____ Data records
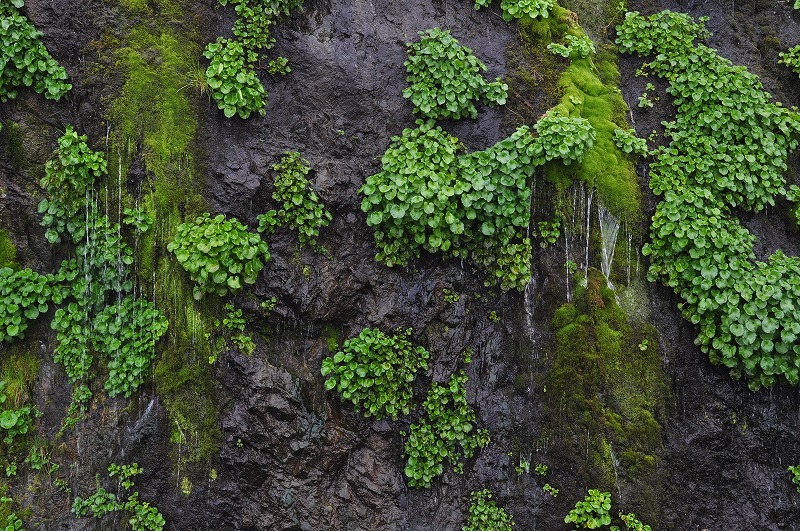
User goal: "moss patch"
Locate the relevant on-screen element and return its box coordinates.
[545,269,669,525]
[102,0,222,463]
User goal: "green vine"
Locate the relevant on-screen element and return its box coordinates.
[322,328,429,419]
[0,0,72,107]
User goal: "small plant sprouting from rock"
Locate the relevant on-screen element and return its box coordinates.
[322,328,429,419]
[167,213,270,300]
[258,151,333,251]
[461,489,514,531]
[72,463,166,531]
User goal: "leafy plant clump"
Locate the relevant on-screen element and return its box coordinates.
[258,151,333,248]
[564,489,611,529]
[322,328,429,419]
[360,114,594,290]
[617,11,800,390]
[203,0,302,119]
[778,44,800,74]
[72,463,166,531]
[405,370,489,488]
[788,465,800,492]
[167,213,270,300]
[0,0,72,102]
[0,267,53,341]
[547,35,596,59]
[461,489,514,531]
[403,28,508,120]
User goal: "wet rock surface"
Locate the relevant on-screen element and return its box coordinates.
[0,0,800,531]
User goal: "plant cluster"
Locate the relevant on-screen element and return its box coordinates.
[788,465,800,492]
[547,35,597,59]
[614,129,649,156]
[778,44,800,74]
[39,126,106,243]
[0,267,53,341]
[0,380,35,445]
[167,212,270,300]
[203,0,302,119]
[72,463,166,531]
[92,295,167,398]
[258,151,333,248]
[461,489,514,531]
[322,328,429,419]
[404,370,489,488]
[0,0,72,102]
[360,114,594,290]
[617,11,800,390]
[403,28,508,120]
[564,489,611,529]
[475,0,555,22]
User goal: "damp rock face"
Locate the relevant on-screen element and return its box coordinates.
[0,0,800,531]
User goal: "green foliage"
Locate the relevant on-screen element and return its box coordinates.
[490,0,555,22]
[39,126,106,243]
[92,295,167,398]
[461,489,514,531]
[778,44,800,74]
[617,11,800,390]
[564,489,611,529]
[167,213,270,300]
[404,370,489,488]
[360,115,594,290]
[788,465,800,492]
[614,129,649,156]
[403,28,508,120]
[0,0,72,102]
[547,35,597,59]
[0,380,34,445]
[0,267,53,341]
[258,151,333,248]
[203,0,302,119]
[72,463,166,531]
[322,328,429,419]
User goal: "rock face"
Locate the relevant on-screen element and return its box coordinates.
[0,0,800,531]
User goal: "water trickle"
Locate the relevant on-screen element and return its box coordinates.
[597,202,619,288]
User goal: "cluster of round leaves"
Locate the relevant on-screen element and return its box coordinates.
[547,35,596,59]
[360,114,594,290]
[92,295,167,398]
[203,0,302,119]
[475,0,554,22]
[461,489,514,531]
[258,151,333,248]
[72,463,166,531]
[404,370,489,488]
[614,129,649,156]
[39,126,106,243]
[0,267,52,341]
[617,11,800,389]
[778,44,800,74]
[403,28,508,120]
[0,0,72,102]
[167,212,270,300]
[322,328,429,419]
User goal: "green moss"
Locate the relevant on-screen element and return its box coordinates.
[545,269,669,521]
[103,0,222,463]
[0,229,17,268]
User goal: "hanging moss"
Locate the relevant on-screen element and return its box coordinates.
[546,269,669,521]
[103,0,222,463]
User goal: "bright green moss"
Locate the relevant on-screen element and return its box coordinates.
[0,229,17,269]
[104,0,221,463]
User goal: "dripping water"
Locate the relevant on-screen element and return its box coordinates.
[597,202,619,288]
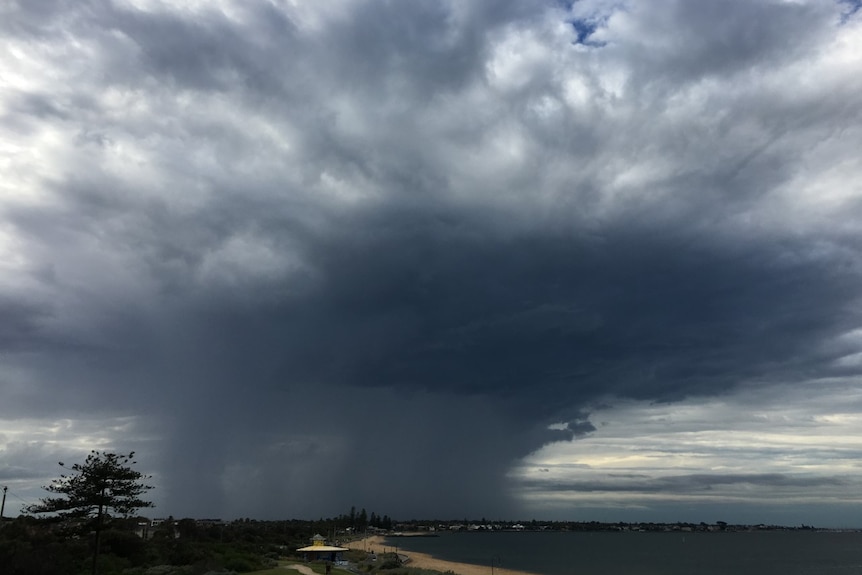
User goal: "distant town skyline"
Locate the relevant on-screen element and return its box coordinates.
[0,0,862,527]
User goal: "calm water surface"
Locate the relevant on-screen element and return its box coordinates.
[387,531,862,575]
________
Set exercise
Reproduce the material from its beginning through the line containing "[0,0,72,107]", with both ends included. Leave the pictures out of your answer.

Correct result
User goal: "moss patch"
Locate the relevant on-screen element and return its box coordinates.
[545,269,669,525]
[102,0,222,463]
User goal: "green vine"
Locate the relevant on-screen element and return its box coordinates.
[322,328,429,419]
[0,0,72,107]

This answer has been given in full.